## TEXTE EXTRAIT
··········

Pour l’instant, la nécessité de modifier le Code criminel afin que l’aide à mourir ne corresponde pas à la définition du suicide assisté semble faire consensus. Mais une question plus difficile se pose : le gouvernement fédéral incorporera-t-il dans cette exemption l’ensemble du cadre juridique pour l’aide à mourir, ou optera-t-il plutôt pour une formulation plus simple qui définirait l’aide à mourir en termes généraux, laissant ainsi les provinces (dont on espère qu’elles travailleront ensemble et adopteront une législation similaire) déterminer les autres exigences et processus pour l’administration de l’AMM? Il est possible que le personnel infirmier doive consulter le Code criminel et sa loi provinciale ou territoriale pour comprendre l’ensemble du cadre en ce qui a trait à l’AMM.

··········

## CONSIGNE
Relevez tous les acteurs, instances gouvernementales ou groupes de personnes, que nomme le texte sur l'aide à mourir. La liste qui suit provient d'une autre source.

[Données d'ancrage de points sur image]
··········

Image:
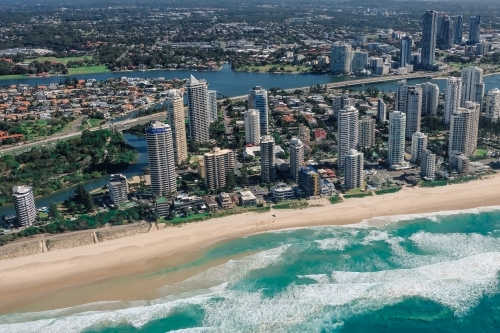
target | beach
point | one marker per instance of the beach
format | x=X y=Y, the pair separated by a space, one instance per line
x=28 y=280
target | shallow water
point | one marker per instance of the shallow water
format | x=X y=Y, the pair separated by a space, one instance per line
x=428 y=272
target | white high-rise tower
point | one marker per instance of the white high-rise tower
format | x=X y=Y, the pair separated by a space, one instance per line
x=161 y=159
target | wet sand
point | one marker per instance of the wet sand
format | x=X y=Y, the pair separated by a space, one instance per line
x=133 y=268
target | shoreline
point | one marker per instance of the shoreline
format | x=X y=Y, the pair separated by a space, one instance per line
x=29 y=280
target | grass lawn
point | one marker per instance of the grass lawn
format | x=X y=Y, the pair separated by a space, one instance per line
x=64 y=61
x=13 y=77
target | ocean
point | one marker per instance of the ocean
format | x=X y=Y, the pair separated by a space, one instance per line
x=416 y=273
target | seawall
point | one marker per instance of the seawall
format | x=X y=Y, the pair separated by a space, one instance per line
x=71 y=240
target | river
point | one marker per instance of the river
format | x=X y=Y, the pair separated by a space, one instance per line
x=137 y=141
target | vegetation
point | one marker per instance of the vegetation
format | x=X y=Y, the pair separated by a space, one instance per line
x=49 y=169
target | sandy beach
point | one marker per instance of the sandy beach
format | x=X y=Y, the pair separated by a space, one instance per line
x=63 y=275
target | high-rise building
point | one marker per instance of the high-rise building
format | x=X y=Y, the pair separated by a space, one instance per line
x=24 y=203
x=341 y=103
x=257 y=99
x=428 y=165
x=359 y=61
x=429 y=31
x=472 y=85
x=430 y=98
x=267 y=159
x=397 y=127
x=492 y=108
x=348 y=131
x=452 y=97
x=475 y=29
x=212 y=105
x=405 y=51
x=296 y=157
x=414 y=110
x=309 y=181
x=161 y=159
x=381 y=111
x=464 y=125
x=252 y=127
x=340 y=58
x=418 y=144
x=175 y=117
x=118 y=188
x=366 y=132
x=199 y=117
x=353 y=175
x=458 y=29
x=219 y=168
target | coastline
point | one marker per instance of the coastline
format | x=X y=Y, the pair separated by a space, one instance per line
x=30 y=279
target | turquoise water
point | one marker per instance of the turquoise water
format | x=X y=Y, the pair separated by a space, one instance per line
x=419 y=273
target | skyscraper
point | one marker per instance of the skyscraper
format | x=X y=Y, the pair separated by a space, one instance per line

··········

## RÉPONSE ATTENDUE
Le gouvernement fédéral, les provinces, le personnel infirmier.